##### Records for processing #####

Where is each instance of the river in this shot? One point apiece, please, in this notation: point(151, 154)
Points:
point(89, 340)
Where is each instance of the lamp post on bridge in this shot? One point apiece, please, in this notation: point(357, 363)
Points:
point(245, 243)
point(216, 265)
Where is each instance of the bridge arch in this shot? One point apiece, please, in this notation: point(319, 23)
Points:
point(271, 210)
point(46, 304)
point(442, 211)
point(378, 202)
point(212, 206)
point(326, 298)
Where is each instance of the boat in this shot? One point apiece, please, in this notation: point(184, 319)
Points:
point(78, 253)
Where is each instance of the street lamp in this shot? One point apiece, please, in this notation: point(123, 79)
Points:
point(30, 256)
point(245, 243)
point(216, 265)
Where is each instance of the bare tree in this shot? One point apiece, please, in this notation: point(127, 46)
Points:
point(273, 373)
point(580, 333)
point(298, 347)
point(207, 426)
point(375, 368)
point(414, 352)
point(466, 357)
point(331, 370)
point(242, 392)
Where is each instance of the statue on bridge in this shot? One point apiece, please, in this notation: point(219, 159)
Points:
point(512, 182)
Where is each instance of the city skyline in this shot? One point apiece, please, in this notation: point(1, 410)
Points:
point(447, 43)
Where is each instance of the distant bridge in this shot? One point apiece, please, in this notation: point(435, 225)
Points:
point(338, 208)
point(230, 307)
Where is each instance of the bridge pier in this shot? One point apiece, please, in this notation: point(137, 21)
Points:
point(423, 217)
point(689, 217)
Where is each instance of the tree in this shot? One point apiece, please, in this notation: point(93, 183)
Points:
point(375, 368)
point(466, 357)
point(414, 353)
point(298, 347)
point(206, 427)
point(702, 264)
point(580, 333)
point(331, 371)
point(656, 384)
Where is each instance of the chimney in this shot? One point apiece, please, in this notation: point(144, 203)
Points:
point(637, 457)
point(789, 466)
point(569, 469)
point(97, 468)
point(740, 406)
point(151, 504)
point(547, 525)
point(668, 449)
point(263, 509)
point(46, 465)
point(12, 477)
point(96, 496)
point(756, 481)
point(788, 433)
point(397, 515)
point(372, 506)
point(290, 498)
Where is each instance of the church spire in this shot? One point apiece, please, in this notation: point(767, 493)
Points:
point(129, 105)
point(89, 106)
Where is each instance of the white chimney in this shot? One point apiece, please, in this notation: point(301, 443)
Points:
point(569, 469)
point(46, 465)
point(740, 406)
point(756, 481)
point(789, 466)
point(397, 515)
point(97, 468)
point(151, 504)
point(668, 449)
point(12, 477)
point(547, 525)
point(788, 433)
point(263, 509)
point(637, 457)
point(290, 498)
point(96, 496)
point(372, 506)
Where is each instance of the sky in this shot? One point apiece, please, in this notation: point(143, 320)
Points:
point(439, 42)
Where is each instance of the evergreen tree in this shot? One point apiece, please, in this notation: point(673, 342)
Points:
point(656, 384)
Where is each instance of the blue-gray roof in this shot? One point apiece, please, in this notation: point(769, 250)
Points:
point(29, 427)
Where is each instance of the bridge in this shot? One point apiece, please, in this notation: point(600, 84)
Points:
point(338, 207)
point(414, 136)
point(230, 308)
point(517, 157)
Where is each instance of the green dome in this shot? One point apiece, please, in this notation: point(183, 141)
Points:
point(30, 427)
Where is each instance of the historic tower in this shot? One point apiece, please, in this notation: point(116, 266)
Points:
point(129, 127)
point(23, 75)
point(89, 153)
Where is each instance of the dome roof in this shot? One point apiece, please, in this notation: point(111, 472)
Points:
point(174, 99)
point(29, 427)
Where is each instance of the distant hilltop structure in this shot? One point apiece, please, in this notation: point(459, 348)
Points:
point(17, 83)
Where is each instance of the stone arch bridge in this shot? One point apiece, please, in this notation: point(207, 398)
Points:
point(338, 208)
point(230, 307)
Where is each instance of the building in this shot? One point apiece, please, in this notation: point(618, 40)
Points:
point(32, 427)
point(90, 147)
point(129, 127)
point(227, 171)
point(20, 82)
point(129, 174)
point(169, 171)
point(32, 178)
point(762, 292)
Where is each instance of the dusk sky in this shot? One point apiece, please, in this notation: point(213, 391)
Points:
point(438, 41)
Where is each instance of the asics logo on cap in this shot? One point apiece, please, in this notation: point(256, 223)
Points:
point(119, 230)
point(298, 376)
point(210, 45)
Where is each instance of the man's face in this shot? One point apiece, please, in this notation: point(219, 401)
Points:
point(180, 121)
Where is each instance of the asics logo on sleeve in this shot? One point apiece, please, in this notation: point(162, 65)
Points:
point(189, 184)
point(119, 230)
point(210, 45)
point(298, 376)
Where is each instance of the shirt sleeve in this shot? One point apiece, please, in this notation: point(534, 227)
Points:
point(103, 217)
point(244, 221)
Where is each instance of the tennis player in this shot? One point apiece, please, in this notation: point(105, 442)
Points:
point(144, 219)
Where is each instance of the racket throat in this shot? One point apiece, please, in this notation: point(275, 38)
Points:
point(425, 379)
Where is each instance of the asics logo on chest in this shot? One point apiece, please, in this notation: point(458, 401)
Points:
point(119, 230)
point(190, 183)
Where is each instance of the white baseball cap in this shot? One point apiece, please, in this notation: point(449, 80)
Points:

#####

Requirement: Keep to the lines above, from the first one through the line where "Where is each instance of the bare" appears, and copy them exactly.

Result:
Where is each instance of the river in this shot? One point apiece, please, in this notation: point(151, 154)
Points:
point(89, 340)
Where is each instance of the lamp post on bridge in this shot? One point apiece, please, in this notation: point(357, 363)
Points:
point(245, 243)
point(216, 265)
Where is each instance of the bridge arch in this shot? One point apiece, please, in this notation: point(319, 23)
Points:
point(271, 210)
point(46, 304)
point(442, 211)
point(378, 202)
point(212, 206)
point(326, 298)
Where is each instance of the boat in this shot? One point apiece, please, in this notation: point(184, 319)
Points:
point(78, 253)
Where is each instance of the street lamp in this shot? One point apiece, please, in this notation: point(123, 79)
Points:
point(30, 256)
point(245, 243)
point(216, 265)
Where is each instance of the bare tree in this shot? One point apiece, please, in this notation: point(127, 46)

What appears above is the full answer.